» **KUTIPAN TEKS**
┄┄┄┄┄┄┄┄┄┄
Kelompok Kerja Pengembangan dan Pemanfaatan (Pokja PP), merupakan salah satu kelompok kerja di Balai Pelestarian Cagar Budaya Provinsi Sumatera Barat. Kelompok tersebut pada tanggal 16 hingga 20 September melaksanakan Studi Pengendalian dan Pemanfaatan Cagar Budaya Jam Gadang dan Istana Bung Hatta.  Keduanya merupakan bangunan cagar budaya berkategori nasional.

                Tim mengawali pelaksanaan kegiatan di Istana Bung Hatta. Tim pelaksana disambut langsung oleh Bapak Zulkarnain Ginting sebagai Pimpinan Istana Bung Hatta untuk berdiskusi terkait pengelolaan bangunan bersejarah tersebut. Bangunan Istana Bung Hatta merupakan tempat persinggahan kepala negara dan tamu negara, baik presiden maupun gubernur. Adapun fungsi itu telah dimulai sejak Wakil Presiden Republik Indonesia pertama, Mohammad Hatta dan dipertahankan hingga sekarang.

                Di sekitar Istana Bung Hatta, dahulunya merupakan kawasan bangunan kolonial. Sebagai bangunan tua, pengendalian terhadap; tata bangunan di sekitar objek dan lalu lintas pengunjung perlu diatur. Diketahui melalui kegiatan tersebut bahwa Pengelola Gedung Istana Bung Hatta telah melakukan pengaturan yang diperlukan terkait upaya mempertahankan nilai penting bangunan bersejarah tersebut.
┄┄┄┄┄┄┄┄┄┄
Butir tersimpan
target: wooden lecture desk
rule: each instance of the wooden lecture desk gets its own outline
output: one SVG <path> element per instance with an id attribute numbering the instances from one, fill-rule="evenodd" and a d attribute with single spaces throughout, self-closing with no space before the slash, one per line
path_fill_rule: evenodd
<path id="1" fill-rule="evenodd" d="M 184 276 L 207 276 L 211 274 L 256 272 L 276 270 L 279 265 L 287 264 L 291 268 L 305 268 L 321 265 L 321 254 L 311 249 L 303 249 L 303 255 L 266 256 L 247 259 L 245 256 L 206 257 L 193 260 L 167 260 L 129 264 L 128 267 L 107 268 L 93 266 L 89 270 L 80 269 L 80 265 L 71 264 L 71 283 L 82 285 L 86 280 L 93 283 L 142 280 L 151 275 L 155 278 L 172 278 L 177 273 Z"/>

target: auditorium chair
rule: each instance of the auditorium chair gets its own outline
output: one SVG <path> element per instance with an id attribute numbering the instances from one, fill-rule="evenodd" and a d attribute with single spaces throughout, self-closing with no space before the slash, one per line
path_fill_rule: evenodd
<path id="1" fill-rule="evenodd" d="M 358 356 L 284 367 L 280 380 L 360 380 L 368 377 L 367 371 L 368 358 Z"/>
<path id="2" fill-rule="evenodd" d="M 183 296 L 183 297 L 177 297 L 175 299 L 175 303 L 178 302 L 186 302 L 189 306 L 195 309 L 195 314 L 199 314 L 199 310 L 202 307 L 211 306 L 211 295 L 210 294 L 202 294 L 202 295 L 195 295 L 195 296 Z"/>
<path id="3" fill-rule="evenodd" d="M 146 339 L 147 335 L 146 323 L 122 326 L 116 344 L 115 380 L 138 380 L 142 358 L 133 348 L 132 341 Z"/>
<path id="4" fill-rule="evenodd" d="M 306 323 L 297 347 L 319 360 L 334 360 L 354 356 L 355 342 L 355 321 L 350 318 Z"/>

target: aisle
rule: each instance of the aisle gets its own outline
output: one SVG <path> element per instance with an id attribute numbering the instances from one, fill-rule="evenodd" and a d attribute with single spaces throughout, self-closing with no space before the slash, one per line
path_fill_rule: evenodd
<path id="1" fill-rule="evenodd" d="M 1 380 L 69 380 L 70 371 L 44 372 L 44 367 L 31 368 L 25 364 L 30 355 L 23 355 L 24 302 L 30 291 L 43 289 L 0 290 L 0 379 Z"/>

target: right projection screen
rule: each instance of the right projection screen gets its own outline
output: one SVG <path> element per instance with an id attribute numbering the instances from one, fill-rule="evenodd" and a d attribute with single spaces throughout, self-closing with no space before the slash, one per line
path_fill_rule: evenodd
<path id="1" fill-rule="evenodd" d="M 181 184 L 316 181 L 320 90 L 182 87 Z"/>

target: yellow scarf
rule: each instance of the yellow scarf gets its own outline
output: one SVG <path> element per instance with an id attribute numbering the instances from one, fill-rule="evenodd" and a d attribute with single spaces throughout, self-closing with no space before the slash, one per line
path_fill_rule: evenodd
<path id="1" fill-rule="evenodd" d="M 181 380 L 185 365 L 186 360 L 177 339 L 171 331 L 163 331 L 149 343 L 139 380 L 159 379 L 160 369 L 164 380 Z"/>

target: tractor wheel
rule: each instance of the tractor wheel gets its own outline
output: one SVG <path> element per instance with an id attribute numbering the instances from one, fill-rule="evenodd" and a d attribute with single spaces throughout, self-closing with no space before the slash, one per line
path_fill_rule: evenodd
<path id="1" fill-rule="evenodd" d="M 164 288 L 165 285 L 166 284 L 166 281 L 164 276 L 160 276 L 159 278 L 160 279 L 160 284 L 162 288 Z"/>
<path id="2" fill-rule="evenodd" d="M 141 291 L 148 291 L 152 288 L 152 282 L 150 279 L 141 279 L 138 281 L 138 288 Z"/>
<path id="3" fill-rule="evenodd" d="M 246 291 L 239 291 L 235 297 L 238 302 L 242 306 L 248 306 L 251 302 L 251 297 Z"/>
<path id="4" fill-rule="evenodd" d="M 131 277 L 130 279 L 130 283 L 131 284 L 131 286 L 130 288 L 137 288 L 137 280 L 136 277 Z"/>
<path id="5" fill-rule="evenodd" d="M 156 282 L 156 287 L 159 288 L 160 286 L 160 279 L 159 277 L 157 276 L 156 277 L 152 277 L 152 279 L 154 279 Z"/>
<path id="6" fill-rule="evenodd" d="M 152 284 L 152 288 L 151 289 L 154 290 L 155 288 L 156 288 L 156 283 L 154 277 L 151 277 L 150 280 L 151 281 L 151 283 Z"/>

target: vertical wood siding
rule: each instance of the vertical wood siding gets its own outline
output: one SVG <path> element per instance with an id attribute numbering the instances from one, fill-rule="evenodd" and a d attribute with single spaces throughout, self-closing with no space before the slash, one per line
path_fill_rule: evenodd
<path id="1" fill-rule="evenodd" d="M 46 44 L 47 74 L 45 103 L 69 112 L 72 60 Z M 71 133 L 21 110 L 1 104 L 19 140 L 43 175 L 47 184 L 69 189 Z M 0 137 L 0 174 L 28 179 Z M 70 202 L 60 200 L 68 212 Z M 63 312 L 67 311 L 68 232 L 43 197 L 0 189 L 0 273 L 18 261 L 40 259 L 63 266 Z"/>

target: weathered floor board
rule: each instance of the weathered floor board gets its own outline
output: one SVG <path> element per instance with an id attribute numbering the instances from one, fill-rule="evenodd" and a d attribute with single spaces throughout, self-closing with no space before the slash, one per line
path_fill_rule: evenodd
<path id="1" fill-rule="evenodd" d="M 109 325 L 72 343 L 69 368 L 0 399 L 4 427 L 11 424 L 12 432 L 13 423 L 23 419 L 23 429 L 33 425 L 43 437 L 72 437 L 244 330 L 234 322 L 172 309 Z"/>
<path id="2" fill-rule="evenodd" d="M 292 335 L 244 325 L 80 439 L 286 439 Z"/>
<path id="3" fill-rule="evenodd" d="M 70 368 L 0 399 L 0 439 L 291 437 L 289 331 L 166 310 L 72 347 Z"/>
┄┄┄┄┄┄┄┄┄┄
Bisakah Anda mencetak ulang bagian kutipan teks tentang Istana Bung Hatta tanpa mengubah apa pun, mulai dari "Kelompok Kerja Pengembangan" dan berakhir pada "dipertahankan hingga sekarang."? Daftar di atas tidak diperlukan.

» **JAWABAN LATIHAN**
Kelompok Kerja Pengembangan dan Pemanfaatan (Pokja PP), merupakan salah satu kelompok kerja di Balai Pelestarian Cagar Budaya Provinsi Sumatera Barat. Kelompok tersebut pada tanggal 16 hingga 20 September melaksanakan Studi Pengendalian dan Pemanfaatan Cagar Budaya Jam Gadang dan Istana Bung Hatta.  Keduanya merupakan bangunan cagar budaya berkategori nasional.

                Tim mengawali pelaksanaan kegiatan di Istana Bung Hatta. Tim pelaksana disambut langsung oleh Bapak Zulkarnain Ginting sebagai Pimpinan Istana Bung Hatta untuk berdiskusi terkait pengelolaan bangunan bersejarah tersebut. Bangunan Istana Bung Hatta merupakan tempat persinggahan kepala negara dan tamu negara, baik presiden maupun gubernur. Adapun fungsi itu telah dimulai sejak Wakil Presiden Republik Indonesia pertama, Mohammad Hatta dan dipertahankan hingga sekarang.